TASK BRIEF: The response must match the data below exactly, line for line.

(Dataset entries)
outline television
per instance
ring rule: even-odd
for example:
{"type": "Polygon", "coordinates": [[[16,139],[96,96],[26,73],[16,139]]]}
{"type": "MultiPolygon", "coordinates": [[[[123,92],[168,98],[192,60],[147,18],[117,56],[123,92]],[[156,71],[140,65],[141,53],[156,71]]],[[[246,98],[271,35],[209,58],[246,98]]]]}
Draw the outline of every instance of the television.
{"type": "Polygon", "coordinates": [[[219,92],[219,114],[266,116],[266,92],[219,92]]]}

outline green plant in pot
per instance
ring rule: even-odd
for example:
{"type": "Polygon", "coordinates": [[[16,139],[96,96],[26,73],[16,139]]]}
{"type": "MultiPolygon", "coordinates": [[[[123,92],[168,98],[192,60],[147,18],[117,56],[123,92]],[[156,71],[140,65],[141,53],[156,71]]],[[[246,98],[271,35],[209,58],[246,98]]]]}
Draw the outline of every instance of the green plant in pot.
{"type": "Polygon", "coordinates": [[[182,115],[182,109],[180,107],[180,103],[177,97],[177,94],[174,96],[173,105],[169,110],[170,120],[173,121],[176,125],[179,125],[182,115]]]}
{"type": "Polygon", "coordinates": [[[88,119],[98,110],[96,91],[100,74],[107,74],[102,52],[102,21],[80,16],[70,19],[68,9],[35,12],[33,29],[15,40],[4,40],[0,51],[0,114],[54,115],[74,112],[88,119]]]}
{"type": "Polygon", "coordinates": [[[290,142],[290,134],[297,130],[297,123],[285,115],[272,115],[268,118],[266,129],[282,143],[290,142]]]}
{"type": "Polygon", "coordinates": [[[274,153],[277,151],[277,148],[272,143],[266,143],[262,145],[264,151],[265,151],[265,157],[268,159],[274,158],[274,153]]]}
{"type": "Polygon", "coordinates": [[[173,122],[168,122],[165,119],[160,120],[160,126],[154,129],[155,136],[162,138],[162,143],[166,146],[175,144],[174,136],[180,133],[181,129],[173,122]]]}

ANSWER:
outline television
per instance
ring rule: even-odd
for example:
{"type": "Polygon", "coordinates": [[[16,139],[96,96],[26,73],[16,139]]]}
{"type": "MultiPolygon", "coordinates": [[[[123,92],[168,98],[192,60],[147,18],[117,56],[123,92]],[[156,71],[140,65],[141,53],[156,71]]],[[[246,98],[271,35],[209,58],[246,98]]]]}
Draw the outline of every instance of the television.
{"type": "Polygon", "coordinates": [[[219,92],[219,114],[266,116],[266,92],[219,92]]]}

outline green plant in pot
per instance
ring rule: even-odd
for example:
{"type": "Polygon", "coordinates": [[[16,139],[96,96],[26,73],[16,139]]]}
{"type": "MultiPolygon", "coordinates": [[[[123,92],[168,98],[192,60],[147,18],[117,56],[123,92]],[[156,71],[140,65],[141,53],[156,71]]],[[[246,98],[271,35],[209,58],[246,98]]]]}
Draw the outline of every instance of the green plant in pot.
{"type": "Polygon", "coordinates": [[[182,115],[182,109],[180,107],[180,103],[177,97],[177,94],[174,96],[173,105],[169,110],[170,120],[173,121],[176,125],[179,125],[182,115]]]}
{"type": "Polygon", "coordinates": [[[88,119],[98,110],[96,91],[100,74],[107,74],[102,52],[102,21],[80,16],[70,19],[68,9],[35,12],[33,29],[15,40],[4,40],[0,51],[0,114],[54,115],[74,112],[88,119]]]}
{"type": "Polygon", "coordinates": [[[290,142],[290,134],[297,130],[297,123],[285,115],[272,115],[268,118],[266,129],[282,143],[290,142]]]}
{"type": "Polygon", "coordinates": [[[274,153],[277,151],[277,148],[272,143],[266,143],[262,145],[264,151],[265,151],[265,157],[268,159],[274,158],[274,153]]]}
{"type": "Polygon", "coordinates": [[[173,122],[168,122],[165,119],[160,120],[160,126],[154,129],[155,136],[162,138],[162,143],[166,146],[175,144],[174,136],[180,133],[181,129],[173,122]]]}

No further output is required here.